Required action |
Every line of the entries below from the one containing "pixel 14 10" to the one containing "Place a point on every instance of the man's eyebrow, shaped", both ends included, must be written out exactly. No other line belongs in the answer.

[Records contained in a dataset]
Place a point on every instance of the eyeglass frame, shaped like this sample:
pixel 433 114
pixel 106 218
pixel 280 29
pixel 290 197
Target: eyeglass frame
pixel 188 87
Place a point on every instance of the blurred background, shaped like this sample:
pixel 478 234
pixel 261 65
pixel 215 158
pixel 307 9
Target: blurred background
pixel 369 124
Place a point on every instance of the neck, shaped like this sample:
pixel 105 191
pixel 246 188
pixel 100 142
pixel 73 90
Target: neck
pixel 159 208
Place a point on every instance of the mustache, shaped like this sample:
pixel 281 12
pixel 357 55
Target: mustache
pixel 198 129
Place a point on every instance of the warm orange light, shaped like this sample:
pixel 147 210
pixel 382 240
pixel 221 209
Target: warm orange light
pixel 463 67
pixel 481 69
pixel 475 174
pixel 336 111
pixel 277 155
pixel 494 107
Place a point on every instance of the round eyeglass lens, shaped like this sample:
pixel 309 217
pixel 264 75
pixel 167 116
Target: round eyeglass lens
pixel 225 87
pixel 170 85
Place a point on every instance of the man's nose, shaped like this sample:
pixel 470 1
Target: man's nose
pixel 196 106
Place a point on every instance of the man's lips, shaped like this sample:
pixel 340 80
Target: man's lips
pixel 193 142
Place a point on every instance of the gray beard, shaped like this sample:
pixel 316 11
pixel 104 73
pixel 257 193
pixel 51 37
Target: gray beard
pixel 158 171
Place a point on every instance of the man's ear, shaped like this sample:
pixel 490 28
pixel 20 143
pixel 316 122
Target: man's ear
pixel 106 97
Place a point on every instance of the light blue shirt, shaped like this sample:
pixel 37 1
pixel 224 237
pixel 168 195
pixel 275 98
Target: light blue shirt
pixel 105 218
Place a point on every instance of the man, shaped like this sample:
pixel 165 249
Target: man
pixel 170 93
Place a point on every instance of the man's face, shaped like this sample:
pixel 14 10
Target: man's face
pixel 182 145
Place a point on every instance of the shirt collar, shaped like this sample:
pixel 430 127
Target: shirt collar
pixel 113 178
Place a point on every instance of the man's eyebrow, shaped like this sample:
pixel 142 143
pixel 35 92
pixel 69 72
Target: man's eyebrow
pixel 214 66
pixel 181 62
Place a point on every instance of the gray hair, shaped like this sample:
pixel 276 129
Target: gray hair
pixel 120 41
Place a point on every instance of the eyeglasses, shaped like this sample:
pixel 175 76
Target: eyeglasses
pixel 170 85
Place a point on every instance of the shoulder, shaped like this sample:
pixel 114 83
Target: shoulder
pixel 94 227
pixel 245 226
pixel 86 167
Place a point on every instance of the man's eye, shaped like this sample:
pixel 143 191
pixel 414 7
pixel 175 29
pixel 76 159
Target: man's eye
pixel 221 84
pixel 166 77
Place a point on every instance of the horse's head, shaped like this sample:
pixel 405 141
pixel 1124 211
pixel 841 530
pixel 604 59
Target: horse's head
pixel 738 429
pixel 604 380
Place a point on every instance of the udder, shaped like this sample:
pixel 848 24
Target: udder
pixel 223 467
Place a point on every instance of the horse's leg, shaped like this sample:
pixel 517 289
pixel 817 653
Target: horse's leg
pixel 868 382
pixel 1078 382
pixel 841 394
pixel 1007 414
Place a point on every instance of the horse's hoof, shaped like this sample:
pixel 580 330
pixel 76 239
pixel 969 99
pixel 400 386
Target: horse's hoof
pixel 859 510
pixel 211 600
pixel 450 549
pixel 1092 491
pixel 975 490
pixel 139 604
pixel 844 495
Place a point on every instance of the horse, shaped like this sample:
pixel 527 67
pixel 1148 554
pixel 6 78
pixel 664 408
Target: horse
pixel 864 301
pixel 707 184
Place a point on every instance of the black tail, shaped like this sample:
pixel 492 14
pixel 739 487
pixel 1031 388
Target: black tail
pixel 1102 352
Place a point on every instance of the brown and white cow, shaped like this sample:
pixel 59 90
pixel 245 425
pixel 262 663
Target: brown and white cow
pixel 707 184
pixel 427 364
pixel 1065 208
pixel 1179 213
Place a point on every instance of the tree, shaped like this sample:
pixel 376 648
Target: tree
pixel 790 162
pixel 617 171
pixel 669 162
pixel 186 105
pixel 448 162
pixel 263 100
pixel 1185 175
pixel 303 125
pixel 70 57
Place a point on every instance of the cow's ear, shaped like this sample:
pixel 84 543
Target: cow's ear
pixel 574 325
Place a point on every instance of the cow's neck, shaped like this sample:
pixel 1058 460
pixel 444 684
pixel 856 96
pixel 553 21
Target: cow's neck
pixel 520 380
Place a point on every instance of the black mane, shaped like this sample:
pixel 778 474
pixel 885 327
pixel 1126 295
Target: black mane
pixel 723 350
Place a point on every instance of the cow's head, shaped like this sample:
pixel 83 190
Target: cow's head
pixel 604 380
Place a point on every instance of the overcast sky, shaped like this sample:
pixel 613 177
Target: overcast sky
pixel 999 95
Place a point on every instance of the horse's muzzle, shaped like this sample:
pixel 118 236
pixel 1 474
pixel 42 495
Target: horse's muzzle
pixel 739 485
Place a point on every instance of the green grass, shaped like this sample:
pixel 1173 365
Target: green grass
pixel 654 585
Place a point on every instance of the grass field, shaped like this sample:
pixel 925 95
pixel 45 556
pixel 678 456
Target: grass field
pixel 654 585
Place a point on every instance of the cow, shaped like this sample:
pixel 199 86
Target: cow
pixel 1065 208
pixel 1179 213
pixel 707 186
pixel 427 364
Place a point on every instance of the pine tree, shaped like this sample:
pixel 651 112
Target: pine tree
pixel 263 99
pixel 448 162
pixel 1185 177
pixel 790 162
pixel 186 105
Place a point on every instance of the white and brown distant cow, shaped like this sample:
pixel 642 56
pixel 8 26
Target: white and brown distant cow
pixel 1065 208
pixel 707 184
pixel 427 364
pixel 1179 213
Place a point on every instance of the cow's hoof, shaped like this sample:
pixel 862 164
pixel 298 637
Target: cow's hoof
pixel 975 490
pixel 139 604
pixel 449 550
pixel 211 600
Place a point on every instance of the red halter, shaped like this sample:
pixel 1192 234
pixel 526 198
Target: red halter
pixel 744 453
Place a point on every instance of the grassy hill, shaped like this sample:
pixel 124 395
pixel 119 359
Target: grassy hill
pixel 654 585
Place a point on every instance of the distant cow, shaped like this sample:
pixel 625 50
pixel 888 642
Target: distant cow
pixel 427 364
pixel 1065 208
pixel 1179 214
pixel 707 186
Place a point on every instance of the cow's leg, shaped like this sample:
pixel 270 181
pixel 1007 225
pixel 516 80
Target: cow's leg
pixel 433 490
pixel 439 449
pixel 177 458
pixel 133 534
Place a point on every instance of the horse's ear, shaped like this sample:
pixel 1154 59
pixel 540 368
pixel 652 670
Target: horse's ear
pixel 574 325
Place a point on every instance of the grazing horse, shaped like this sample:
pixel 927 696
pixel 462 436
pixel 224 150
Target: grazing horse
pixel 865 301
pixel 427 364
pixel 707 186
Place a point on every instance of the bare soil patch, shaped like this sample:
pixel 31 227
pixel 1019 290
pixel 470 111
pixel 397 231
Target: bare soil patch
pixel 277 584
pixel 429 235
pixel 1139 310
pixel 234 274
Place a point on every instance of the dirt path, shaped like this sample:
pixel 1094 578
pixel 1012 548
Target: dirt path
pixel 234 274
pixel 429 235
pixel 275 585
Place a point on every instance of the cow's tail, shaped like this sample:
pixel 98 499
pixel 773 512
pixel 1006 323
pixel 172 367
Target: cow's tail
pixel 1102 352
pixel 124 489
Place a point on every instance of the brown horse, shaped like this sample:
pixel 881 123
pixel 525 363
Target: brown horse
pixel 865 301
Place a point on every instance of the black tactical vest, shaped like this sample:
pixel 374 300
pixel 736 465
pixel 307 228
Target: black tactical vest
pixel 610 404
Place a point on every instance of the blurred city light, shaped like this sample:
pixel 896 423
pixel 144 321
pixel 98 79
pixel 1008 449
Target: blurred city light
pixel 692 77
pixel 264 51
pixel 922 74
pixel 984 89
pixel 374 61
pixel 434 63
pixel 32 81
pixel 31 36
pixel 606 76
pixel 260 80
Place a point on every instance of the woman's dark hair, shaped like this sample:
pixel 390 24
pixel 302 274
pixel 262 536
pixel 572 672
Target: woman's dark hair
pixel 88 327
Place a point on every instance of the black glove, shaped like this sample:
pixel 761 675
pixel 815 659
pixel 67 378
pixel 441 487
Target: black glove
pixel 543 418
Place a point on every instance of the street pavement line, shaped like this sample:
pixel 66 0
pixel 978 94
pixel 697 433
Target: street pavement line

Answer below |
pixel 14 10
Target: man's face
pixel 182 145
Place a point on every instance of the shirt collar, shaped like this sample:
pixel 430 127
Target: shirt collar
pixel 113 178
Place a point on every instance of the man's eyebrow, shaped like this sample:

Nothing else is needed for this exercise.